*** Material supplied

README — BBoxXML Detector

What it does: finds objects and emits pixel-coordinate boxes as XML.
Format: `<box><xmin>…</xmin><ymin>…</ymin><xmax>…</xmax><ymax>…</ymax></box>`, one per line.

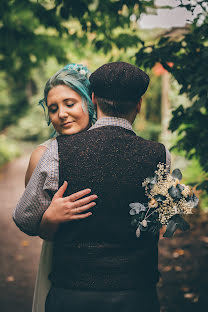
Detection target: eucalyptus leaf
<box><xmin>129</xmin><ymin>203</ymin><xmax>146</xmax><ymax>213</ymax></box>
<box><xmin>176</xmin><ymin>184</ymin><xmax>184</xmax><ymax>192</ymax></box>
<box><xmin>154</xmin><ymin>194</ymin><xmax>166</xmax><ymax>202</ymax></box>
<box><xmin>189</xmin><ymin>194</ymin><xmax>199</xmax><ymax>208</ymax></box>
<box><xmin>168</xmin><ymin>185</ymin><xmax>182</xmax><ymax>200</ymax></box>
<box><xmin>163</xmin><ymin>214</ymin><xmax>190</xmax><ymax>238</ymax></box>
<box><xmin>171</xmin><ymin>169</ymin><xmax>182</xmax><ymax>180</ymax></box>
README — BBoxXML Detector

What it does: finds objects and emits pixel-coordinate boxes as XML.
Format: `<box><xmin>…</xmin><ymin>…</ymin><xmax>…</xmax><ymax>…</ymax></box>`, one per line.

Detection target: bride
<box><xmin>25</xmin><ymin>64</ymin><xmax>96</xmax><ymax>312</ymax></box>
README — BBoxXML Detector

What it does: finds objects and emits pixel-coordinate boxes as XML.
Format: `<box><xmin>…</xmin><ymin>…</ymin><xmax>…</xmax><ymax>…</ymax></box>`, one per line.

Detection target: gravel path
<box><xmin>0</xmin><ymin>155</ymin><xmax>41</xmax><ymax>312</ymax></box>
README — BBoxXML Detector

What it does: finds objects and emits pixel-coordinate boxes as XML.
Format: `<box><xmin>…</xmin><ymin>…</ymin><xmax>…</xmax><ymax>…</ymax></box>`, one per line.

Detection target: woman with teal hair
<box><xmin>23</xmin><ymin>64</ymin><xmax>96</xmax><ymax>312</ymax></box>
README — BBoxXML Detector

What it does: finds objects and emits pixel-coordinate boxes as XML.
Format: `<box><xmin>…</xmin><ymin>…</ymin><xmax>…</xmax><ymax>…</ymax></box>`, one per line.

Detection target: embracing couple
<box><xmin>13</xmin><ymin>62</ymin><xmax>170</xmax><ymax>312</ymax></box>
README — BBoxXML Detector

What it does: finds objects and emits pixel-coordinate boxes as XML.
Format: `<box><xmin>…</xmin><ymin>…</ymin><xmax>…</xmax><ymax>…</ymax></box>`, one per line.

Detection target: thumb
<box><xmin>53</xmin><ymin>181</ymin><xmax>68</xmax><ymax>198</ymax></box>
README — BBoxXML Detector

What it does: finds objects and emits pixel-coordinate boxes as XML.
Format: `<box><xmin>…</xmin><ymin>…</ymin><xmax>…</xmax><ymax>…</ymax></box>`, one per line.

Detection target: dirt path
<box><xmin>0</xmin><ymin>156</ymin><xmax>208</xmax><ymax>312</ymax></box>
<box><xmin>158</xmin><ymin>215</ymin><xmax>208</xmax><ymax>312</ymax></box>
<box><xmin>0</xmin><ymin>156</ymin><xmax>41</xmax><ymax>312</ymax></box>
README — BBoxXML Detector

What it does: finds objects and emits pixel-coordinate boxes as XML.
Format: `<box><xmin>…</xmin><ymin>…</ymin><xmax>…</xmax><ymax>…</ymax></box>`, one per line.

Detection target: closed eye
<box><xmin>48</xmin><ymin>104</ymin><xmax>58</xmax><ymax>114</ymax></box>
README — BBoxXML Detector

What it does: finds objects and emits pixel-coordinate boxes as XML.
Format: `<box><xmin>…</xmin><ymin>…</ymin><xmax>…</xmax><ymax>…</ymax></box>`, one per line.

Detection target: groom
<box><xmin>14</xmin><ymin>62</ymin><xmax>169</xmax><ymax>312</ymax></box>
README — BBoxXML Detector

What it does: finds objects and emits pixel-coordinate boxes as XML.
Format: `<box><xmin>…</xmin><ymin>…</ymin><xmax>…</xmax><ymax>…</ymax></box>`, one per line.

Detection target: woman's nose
<box><xmin>59</xmin><ymin>109</ymin><xmax>68</xmax><ymax>119</ymax></box>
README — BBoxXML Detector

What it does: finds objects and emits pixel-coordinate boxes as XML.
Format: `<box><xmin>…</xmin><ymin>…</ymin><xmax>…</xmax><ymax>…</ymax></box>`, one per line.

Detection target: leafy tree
<box><xmin>0</xmin><ymin>0</ymin><xmax>66</xmax><ymax>130</ymax></box>
<box><xmin>136</xmin><ymin>1</ymin><xmax>208</xmax><ymax>190</ymax></box>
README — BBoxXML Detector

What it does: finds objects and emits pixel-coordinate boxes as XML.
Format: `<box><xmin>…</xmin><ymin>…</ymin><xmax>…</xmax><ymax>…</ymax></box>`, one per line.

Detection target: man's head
<box><xmin>90</xmin><ymin>62</ymin><xmax>149</xmax><ymax>122</ymax></box>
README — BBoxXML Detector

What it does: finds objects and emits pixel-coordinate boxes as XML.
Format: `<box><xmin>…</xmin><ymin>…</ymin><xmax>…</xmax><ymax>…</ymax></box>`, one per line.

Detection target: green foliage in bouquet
<box><xmin>136</xmin><ymin>1</ymin><xmax>208</xmax><ymax>191</ymax></box>
<box><xmin>129</xmin><ymin>163</ymin><xmax>199</xmax><ymax>237</ymax></box>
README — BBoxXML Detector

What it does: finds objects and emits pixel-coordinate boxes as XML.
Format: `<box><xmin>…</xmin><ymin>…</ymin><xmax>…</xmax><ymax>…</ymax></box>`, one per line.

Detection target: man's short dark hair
<box><xmin>89</xmin><ymin>62</ymin><xmax>149</xmax><ymax>109</ymax></box>
<box><xmin>95</xmin><ymin>96</ymin><xmax>139</xmax><ymax>118</ymax></box>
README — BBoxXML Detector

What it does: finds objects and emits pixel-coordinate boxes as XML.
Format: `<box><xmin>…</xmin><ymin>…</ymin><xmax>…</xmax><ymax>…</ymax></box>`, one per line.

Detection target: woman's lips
<box><xmin>62</xmin><ymin>121</ymin><xmax>73</xmax><ymax>128</ymax></box>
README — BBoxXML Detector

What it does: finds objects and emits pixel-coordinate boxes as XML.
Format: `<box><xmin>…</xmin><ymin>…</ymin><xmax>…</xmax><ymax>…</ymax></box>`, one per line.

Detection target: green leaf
<box><xmin>163</xmin><ymin>214</ymin><xmax>190</xmax><ymax>238</ymax></box>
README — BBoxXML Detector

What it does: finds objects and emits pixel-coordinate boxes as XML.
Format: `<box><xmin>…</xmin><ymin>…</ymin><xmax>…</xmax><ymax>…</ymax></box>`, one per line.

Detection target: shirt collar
<box><xmin>89</xmin><ymin>117</ymin><xmax>134</xmax><ymax>132</ymax></box>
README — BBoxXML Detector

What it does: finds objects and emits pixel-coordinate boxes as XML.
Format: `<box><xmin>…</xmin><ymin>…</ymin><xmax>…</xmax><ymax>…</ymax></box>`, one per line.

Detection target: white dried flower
<box><xmin>148</xmin><ymin>198</ymin><xmax>158</xmax><ymax>208</ymax></box>
<box><xmin>136</xmin><ymin>227</ymin><xmax>141</xmax><ymax>238</ymax></box>
<box><xmin>181</xmin><ymin>184</ymin><xmax>191</xmax><ymax>197</ymax></box>
<box><xmin>141</xmin><ymin>219</ymin><xmax>147</xmax><ymax>227</ymax></box>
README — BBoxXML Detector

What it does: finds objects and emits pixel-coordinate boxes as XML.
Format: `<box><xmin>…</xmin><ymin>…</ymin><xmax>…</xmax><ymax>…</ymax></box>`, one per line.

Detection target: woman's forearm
<box><xmin>39</xmin><ymin>210</ymin><xmax>59</xmax><ymax>241</ymax></box>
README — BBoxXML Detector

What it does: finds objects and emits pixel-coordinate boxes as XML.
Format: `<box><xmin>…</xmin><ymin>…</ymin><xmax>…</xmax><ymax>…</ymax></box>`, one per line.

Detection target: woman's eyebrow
<box><xmin>63</xmin><ymin>98</ymin><xmax>77</xmax><ymax>102</ymax></box>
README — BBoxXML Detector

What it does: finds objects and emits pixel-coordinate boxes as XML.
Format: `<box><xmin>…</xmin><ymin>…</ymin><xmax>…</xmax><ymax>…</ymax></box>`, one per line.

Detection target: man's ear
<box><xmin>136</xmin><ymin>98</ymin><xmax>142</xmax><ymax>114</ymax></box>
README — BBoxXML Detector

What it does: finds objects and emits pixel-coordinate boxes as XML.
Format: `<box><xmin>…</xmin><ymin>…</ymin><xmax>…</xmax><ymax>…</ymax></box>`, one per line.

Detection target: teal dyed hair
<box><xmin>39</xmin><ymin>63</ymin><xmax>96</xmax><ymax>125</ymax></box>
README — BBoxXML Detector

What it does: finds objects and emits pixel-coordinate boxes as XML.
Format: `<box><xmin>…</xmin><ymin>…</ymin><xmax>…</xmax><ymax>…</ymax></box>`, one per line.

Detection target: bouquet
<box><xmin>129</xmin><ymin>163</ymin><xmax>199</xmax><ymax>237</ymax></box>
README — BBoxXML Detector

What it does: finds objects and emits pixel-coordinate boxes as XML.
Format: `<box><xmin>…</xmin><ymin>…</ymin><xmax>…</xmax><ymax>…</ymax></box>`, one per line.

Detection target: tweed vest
<box><xmin>50</xmin><ymin>126</ymin><xmax>166</xmax><ymax>291</ymax></box>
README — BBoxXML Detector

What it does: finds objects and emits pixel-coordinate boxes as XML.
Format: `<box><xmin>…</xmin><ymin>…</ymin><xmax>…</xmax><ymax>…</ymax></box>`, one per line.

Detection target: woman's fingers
<box><xmin>53</xmin><ymin>181</ymin><xmax>68</xmax><ymax>199</ymax></box>
<box><xmin>71</xmin><ymin>202</ymin><xmax>96</xmax><ymax>214</ymax></box>
<box><xmin>73</xmin><ymin>195</ymin><xmax>97</xmax><ymax>208</ymax></box>
<box><xmin>70</xmin><ymin>212</ymin><xmax>92</xmax><ymax>220</ymax></box>
<box><xmin>65</xmin><ymin>189</ymin><xmax>91</xmax><ymax>202</ymax></box>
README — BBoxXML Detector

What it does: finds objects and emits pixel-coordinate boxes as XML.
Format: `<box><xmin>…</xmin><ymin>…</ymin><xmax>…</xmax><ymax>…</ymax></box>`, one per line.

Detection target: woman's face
<box><xmin>47</xmin><ymin>85</ymin><xmax>89</xmax><ymax>135</ymax></box>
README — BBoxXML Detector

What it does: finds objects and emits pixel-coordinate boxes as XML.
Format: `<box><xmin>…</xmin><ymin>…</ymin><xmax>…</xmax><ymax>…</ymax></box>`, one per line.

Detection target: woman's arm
<box><xmin>25</xmin><ymin>145</ymin><xmax>47</xmax><ymax>187</ymax></box>
<box><xmin>25</xmin><ymin>146</ymin><xmax>97</xmax><ymax>240</ymax></box>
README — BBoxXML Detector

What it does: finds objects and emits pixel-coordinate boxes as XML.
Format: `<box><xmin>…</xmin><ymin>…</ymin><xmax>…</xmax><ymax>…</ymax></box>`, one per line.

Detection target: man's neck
<box><xmin>97</xmin><ymin>110</ymin><xmax>134</xmax><ymax>124</ymax></box>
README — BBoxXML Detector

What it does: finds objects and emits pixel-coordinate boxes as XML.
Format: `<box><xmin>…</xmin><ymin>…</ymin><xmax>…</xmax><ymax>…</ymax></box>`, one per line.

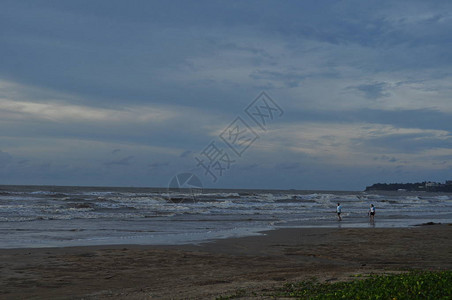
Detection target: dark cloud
<box><xmin>0</xmin><ymin>150</ymin><xmax>12</xmax><ymax>166</ymax></box>
<box><xmin>347</xmin><ymin>82</ymin><xmax>390</xmax><ymax>100</ymax></box>
<box><xmin>179</xmin><ymin>150</ymin><xmax>192</xmax><ymax>158</ymax></box>
<box><xmin>103</xmin><ymin>155</ymin><xmax>134</xmax><ymax>167</ymax></box>
<box><xmin>148</xmin><ymin>161</ymin><xmax>170</xmax><ymax>169</ymax></box>
<box><xmin>354</xmin><ymin>132</ymin><xmax>452</xmax><ymax>154</ymax></box>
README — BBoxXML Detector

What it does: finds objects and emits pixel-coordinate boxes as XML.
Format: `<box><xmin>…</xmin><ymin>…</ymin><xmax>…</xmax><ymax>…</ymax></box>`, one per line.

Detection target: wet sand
<box><xmin>0</xmin><ymin>225</ymin><xmax>452</xmax><ymax>299</ymax></box>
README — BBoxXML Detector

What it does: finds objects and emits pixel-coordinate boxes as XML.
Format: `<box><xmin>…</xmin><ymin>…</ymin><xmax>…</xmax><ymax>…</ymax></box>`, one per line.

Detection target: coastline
<box><xmin>0</xmin><ymin>224</ymin><xmax>452</xmax><ymax>299</ymax></box>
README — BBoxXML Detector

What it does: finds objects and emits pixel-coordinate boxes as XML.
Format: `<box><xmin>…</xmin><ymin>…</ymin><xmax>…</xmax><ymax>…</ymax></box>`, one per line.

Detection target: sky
<box><xmin>0</xmin><ymin>0</ymin><xmax>452</xmax><ymax>190</ymax></box>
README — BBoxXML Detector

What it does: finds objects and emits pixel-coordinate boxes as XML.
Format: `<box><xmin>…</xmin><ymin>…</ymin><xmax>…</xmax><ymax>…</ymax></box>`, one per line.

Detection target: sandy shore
<box><xmin>0</xmin><ymin>225</ymin><xmax>452</xmax><ymax>299</ymax></box>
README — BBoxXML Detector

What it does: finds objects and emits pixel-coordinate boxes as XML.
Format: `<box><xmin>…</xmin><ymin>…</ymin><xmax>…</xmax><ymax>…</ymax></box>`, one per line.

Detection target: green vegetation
<box><xmin>274</xmin><ymin>271</ymin><xmax>452</xmax><ymax>300</ymax></box>
<box><xmin>217</xmin><ymin>271</ymin><xmax>452</xmax><ymax>300</ymax></box>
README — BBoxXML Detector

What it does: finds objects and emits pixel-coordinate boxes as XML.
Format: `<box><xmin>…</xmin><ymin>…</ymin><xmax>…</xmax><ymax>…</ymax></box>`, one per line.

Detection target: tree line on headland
<box><xmin>365</xmin><ymin>180</ymin><xmax>452</xmax><ymax>193</ymax></box>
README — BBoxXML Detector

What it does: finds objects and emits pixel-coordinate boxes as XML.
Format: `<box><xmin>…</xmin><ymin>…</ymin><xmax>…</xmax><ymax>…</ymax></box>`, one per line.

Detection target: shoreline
<box><xmin>0</xmin><ymin>224</ymin><xmax>452</xmax><ymax>299</ymax></box>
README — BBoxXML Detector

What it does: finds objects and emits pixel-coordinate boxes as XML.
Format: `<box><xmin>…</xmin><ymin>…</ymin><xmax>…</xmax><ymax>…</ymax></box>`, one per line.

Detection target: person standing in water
<box><xmin>369</xmin><ymin>204</ymin><xmax>375</xmax><ymax>223</ymax></box>
<box><xmin>336</xmin><ymin>203</ymin><xmax>342</xmax><ymax>221</ymax></box>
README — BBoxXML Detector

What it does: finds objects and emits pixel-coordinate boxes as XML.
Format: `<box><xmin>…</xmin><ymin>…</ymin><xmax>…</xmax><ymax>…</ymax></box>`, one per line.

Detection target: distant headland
<box><xmin>365</xmin><ymin>180</ymin><xmax>452</xmax><ymax>193</ymax></box>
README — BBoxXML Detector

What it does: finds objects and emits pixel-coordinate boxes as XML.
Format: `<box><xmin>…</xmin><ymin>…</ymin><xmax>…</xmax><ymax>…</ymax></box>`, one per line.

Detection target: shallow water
<box><xmin>0</xmin><ymin>186</ymin><xmax>452</xmax><ymax>248</ymax></box>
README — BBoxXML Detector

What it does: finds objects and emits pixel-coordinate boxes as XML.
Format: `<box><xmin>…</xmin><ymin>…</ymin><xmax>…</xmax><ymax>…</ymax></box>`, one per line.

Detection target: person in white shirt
<box><xmin>369</xmin><ymin>204</ymin><xmax>375</xmax><ymax>222</ymax></box>
<box><xmin>336</xmin><ymin>203</ymin><xmax>342</xmax><ymax>221</ymax></box>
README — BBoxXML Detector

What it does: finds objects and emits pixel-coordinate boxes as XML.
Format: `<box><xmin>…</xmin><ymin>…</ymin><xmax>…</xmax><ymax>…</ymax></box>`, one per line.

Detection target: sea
<box><xmin>0</xmin><ymin>185</ymin><xmax>452</xmax><ymax>248</ymax></box>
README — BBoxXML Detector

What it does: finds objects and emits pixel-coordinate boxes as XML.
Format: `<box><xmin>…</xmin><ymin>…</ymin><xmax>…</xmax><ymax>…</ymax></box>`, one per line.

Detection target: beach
<box><xmin>0</xmin><ymin>224</ymin><xmax>452</xmax><ymax>299</ymax></box>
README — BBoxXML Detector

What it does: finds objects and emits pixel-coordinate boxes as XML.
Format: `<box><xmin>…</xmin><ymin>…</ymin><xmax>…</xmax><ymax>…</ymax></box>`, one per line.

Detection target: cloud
<box><xmin>347</xmin><ymin>82</ymin><xmax>389</xmax><ymax>100</ymax></box>
<box><xmin>103</xmin><ymin>155</ymin><xmax>135</xmax><ymax>167</ymax></box>
<box><xmin>0</xmin><ymin>150</ymin><xmax>12</xmax><ymax>166</ymax></box>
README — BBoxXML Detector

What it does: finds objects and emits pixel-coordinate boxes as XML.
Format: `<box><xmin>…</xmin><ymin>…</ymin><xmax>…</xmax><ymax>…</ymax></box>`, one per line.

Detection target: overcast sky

******

*Required task*:
Count the lines above that contain the string "headland", with case counting, and reply with the number alone.

*Written response*:
2